* [Excerpted passage]
— START —
Development Blog‎ > ‎

Reading XML via Go

posted Jul 29, 2011, 12:40 PM by Stan Steel   [ updated Jun 25, 2012, 10:08 PM ]
My 6 year old daughter and I play Minecraft together on occasion to pass the time.  We are slowly building our own little world,
just the two of us.  If you are not familiar with Minecraft, the game's central premise (the way we play) is surviving a world filled with monsters while starting with nothing.  Success usually entails finding shelter and a fire source before the sun sets on the first day.  After that, the excitement is pretty sparse.  You spend a lot of time mining for resources and erecting humble structures.  To survive is to win.  A couple weeks ago, we were playing together and I think we both came to the conclusion we were bored.  Usually, when this happens we start a new world together to get through the excitement of the first night.  This time, however, we decided it'd be cool to design a game together.  So, she spent the next hour drawing pictures of how the monsters, foliage, sky, and people should look.  I asked questions to keep her creativity directed toward the goal of game design.  After that, like most of our projects, days came and went and I thought all was forgotten.

Fast forward to today.  I found myself trying to understand how to use the Go XML package to unmarshall an XML file into a set of types that I can use.  This was spurred by my daughter's recent question of, "Are you still working on our game, Daddy?"  So, today I was trying to read a COLLADA (3D model file) and display it into an OpenGL window.  My conclusion is that it isn't difficult at all.  It was actually easy; so easy, in fact, I felt compelled to write this post afterward.  This is a summary of my experience after a couple hours of effort.  Keep in mind, a lot of the time was directed towards remembering OpenGL, looking for examples to follow, and figuring out the COLLADA specification.  Here we focus on reading the COLLADA file.

Understanding the COLLADA File
The COLLADA file specification is a pretty extensive XML schema whose full specification can be found here and the summary that actually helped me understand it is found here.  In this post, I am focusing on the data I need to get to; which are vertices, normals, and triangles.  Here is an example file with only those portions I cared about remaining and the tags of particular interest highlighted in yellow.
— END —
Entries taken from a collection:
— START —
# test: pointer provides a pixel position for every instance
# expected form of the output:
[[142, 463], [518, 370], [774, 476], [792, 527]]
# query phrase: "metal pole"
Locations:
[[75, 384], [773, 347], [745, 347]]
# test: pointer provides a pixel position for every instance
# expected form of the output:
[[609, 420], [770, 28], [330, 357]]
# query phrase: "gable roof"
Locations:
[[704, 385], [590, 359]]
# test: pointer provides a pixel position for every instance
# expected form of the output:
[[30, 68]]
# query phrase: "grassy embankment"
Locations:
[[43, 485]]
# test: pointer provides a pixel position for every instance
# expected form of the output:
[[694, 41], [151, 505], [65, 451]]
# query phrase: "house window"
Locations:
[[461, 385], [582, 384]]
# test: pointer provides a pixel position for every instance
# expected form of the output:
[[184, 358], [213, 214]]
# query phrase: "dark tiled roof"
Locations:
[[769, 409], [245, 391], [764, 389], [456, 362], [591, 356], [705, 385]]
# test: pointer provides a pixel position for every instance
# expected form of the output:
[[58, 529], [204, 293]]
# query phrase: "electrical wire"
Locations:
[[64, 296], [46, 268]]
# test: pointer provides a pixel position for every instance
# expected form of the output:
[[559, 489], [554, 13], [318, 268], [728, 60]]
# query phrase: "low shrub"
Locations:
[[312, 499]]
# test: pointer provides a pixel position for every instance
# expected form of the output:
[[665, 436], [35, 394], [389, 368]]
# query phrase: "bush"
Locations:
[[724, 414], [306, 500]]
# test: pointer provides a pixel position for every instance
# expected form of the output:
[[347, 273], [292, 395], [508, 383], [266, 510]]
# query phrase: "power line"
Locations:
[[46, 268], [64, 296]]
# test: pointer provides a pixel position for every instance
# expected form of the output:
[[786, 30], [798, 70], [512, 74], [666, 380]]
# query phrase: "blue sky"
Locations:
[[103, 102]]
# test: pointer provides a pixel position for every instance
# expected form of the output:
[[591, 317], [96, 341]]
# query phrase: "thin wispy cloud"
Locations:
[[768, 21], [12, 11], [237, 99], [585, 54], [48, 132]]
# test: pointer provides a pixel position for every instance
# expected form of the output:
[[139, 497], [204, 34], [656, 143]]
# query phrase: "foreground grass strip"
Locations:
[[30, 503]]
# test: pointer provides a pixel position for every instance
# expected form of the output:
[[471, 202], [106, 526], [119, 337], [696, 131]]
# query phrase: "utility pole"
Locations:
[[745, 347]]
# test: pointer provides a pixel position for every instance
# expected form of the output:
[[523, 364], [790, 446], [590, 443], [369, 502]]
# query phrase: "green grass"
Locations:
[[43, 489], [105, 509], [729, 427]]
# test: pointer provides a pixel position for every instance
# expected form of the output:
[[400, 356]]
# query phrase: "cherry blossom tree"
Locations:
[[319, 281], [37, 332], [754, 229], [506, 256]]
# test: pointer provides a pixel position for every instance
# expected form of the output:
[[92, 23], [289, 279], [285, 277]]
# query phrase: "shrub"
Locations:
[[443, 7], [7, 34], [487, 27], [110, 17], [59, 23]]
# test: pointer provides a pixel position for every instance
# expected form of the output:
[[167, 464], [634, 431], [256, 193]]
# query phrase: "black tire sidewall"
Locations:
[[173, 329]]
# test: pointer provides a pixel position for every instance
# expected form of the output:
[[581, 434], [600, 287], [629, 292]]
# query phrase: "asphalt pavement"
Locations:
— END —
* [Prompt]
For each statement below, say yes or no to whether the blog post on reading XML via Go agrees with it, and quote the words from the post that settle it.
1. The daughter spent an hour drawing how the game's monsters, foliage, sky, and people should look.
2. The author found reading the COLLADA file with Go difficult.
3. The data the author needs from the COLLADA file are vertices, normals, and textures.

* [Result below]
1. Yes: "she spent the next hour drawing pictures of how the monsters, foliage, sky, and people should look."
2. No: "My conclusion is that it isn't difficult at all."
3. No: "which are vertices, normals, and triangles."